▸ The task
Which lines below contain the string "Phrase" with matching case? Pull out each one and copy it in full.
....
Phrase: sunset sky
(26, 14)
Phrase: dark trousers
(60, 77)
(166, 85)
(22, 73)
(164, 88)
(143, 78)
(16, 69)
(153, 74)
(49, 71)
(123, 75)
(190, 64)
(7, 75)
....
▸ Problem solution
Phrase: sunset sky
Phrase: dark trousers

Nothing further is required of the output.